» BRANO FORNITO:
####################
3]L’istigazione all’ostilità contro gli italiani
Le autorità imperiali ebbero anche cura di fomentare il nazionalismo slavo in funzione italofoba, in questo servendosi del clero slavo. Un esempio di questo è l’operato del l’imperial-regio commissario in Istria, tale Fodransperg. Questi nel settembre 1848, inviava a diversi parroci istriani un articolo di propaganda politica a favore dell’appartenenza slava dell’Istria. Esso era in modo solo apparentemente paradossale in lingua italiana: in verità l’italiano era la lingua di cultura della Venezia Giulia e della Dalmazia da secoli, accanto al latino, cosicché gli slavi stessi se ne servivano abitualmente (basti dire che il quotidiano dei nazionalisti croati di Dalmazia era scritto in italiano e si chiamava “Il Nazionale”!).
La lettera del commissario recitava: «Molto Reverendo Signore, Reputo di fare a Lei cosa gradita colla comunicazione dell’annessa italiana traduzione di un articolo fondamentale scritto sulla nazionalità slava dell’Istria, a confutazione di tanti infondati, insulsi e passionati altri articoli, con cui certuni italiani tentano sopprimere questa slava nazionalità a vantaggio della gente italiana.
####################
» DATI:
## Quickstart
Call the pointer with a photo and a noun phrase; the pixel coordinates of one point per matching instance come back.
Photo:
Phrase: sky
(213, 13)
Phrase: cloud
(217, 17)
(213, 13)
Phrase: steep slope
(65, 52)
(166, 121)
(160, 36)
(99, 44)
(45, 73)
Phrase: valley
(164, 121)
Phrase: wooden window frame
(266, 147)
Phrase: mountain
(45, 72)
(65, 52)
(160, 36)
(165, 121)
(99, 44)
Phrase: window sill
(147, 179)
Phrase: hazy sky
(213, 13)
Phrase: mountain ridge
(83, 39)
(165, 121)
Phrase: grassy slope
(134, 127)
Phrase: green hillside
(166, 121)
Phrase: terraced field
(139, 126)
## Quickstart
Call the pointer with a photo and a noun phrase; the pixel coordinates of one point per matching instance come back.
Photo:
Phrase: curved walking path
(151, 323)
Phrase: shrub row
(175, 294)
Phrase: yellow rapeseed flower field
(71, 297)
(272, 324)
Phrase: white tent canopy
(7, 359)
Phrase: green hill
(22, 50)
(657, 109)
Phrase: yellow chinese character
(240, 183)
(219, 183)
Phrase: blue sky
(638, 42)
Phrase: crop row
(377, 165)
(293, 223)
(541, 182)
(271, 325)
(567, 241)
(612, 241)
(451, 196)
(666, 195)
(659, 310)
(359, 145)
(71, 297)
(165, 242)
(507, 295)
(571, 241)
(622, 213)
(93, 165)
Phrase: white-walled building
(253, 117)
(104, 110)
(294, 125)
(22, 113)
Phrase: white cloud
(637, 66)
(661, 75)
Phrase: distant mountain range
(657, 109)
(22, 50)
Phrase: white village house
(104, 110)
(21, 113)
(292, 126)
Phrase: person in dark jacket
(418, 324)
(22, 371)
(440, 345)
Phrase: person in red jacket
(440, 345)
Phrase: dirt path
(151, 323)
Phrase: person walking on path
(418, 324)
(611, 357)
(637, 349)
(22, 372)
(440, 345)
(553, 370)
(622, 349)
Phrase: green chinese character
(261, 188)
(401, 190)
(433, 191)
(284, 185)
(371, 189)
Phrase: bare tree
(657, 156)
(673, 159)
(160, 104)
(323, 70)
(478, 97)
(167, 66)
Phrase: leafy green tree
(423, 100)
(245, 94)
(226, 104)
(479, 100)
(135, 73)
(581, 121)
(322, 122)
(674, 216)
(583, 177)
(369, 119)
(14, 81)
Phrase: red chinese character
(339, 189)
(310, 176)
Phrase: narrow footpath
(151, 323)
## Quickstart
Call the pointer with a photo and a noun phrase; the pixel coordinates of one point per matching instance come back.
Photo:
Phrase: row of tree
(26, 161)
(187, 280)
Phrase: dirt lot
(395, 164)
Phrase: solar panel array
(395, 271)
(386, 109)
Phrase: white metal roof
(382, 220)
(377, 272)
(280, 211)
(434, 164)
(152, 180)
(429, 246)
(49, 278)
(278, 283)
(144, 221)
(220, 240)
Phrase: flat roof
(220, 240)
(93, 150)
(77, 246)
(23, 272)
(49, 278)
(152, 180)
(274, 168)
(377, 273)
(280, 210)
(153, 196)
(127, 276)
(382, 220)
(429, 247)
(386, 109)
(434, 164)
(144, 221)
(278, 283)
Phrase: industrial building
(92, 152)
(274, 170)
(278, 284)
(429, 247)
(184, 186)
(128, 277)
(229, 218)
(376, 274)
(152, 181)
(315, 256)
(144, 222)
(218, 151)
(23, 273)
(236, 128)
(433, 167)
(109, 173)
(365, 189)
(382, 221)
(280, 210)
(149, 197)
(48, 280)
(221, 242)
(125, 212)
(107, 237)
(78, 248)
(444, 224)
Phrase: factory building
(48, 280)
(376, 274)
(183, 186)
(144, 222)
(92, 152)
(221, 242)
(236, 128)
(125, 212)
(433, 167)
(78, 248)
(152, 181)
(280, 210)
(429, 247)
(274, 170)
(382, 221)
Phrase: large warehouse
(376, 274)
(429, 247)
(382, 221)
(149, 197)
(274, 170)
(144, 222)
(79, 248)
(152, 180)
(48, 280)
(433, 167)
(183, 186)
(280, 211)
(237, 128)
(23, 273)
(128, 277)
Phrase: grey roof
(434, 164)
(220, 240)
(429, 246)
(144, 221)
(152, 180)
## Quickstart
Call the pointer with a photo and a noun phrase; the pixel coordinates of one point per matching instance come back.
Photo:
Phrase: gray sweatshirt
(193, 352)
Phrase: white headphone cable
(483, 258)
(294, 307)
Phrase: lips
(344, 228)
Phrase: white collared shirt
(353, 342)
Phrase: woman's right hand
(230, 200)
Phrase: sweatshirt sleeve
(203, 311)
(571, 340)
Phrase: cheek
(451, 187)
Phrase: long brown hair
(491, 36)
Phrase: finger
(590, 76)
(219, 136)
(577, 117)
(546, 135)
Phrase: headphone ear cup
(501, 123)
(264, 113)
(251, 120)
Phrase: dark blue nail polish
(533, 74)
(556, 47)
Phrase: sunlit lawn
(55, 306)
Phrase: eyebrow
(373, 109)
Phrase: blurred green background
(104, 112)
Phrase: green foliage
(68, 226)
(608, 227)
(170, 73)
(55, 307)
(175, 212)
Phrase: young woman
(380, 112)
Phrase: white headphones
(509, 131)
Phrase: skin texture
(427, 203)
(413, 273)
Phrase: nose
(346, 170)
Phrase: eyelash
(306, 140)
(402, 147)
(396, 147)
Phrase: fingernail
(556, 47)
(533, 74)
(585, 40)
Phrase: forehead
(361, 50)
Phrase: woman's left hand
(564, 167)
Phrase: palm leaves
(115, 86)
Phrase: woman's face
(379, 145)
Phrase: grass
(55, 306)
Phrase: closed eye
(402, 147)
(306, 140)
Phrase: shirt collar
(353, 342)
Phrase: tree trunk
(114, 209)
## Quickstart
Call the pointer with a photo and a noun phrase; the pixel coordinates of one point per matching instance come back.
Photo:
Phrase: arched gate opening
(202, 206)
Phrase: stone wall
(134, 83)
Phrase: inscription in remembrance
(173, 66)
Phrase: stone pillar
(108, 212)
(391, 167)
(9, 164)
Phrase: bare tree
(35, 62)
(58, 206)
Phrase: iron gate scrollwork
####################
» DA FARE:
a – Indica se ciascuna affermazione concorda con il brano su Fodransperg, rispondendo sì o no e citando le parole decisive: (i) l’articolo di propaganda fu inviato ai parroci istriani nel settembre 1848; (ii) il quotidiano dei nazionalisti croati di Dalmazia era scritto in croato; (iii) l’italiano era lingua di cultura della Venezia Giulia e della Dalmazia solo da pochi decenni.
b – Prosegui il brano su Fodransperg partendo dopo l’ultima frase riportata.
Il materiale è indipendente dal brano.

» RISPOSTE IN ORDINE:
a –
(i) Sì: «Questi nel settembre 1848, inviava a diversi parroci istriani un articolo di propaganda politica»
(ii) No: «il quotidiano dei nazionalisti croati di Dalmazia era scritto in italiano»
(iii) No: «l’italiano era la lingua di cultura della Venezia Giulia e della Dalmazia da secoli»

b –
Credo poi di non recare a Lei molestia col pregarla di volere possibilmente divulgare questa traduzione e di spiegarla in slavo alli di Lei parrocchiani, onde venga istruita del suo diritto di nazionalità e sappia fare valere in ogni evento contro la gente italica, che, ospite sul suolo istriano, si arroga dei diritti a lei non competenti. Spero non essere lontano il tempo in cui l’Istria slava otterrà giustamente li vantaggi di vera sua nazionalità sotto il glorioso vessillo dell’amatissimo nostro Imperatore costituzionale, ed unita fraternamente alle altre fedeli provincie tedesche e slave, sarà un leale e forte sostegno al di Lui avito trono. Dopo averne presa una copia di detta traduzione, vorrà Ella gentilmente spingerla avanti con sollecitudine, onde circoli nel modo qui sotto indicato.
Pinguente li 24 Settembre 1848 Fodransperg i. r. Comm.»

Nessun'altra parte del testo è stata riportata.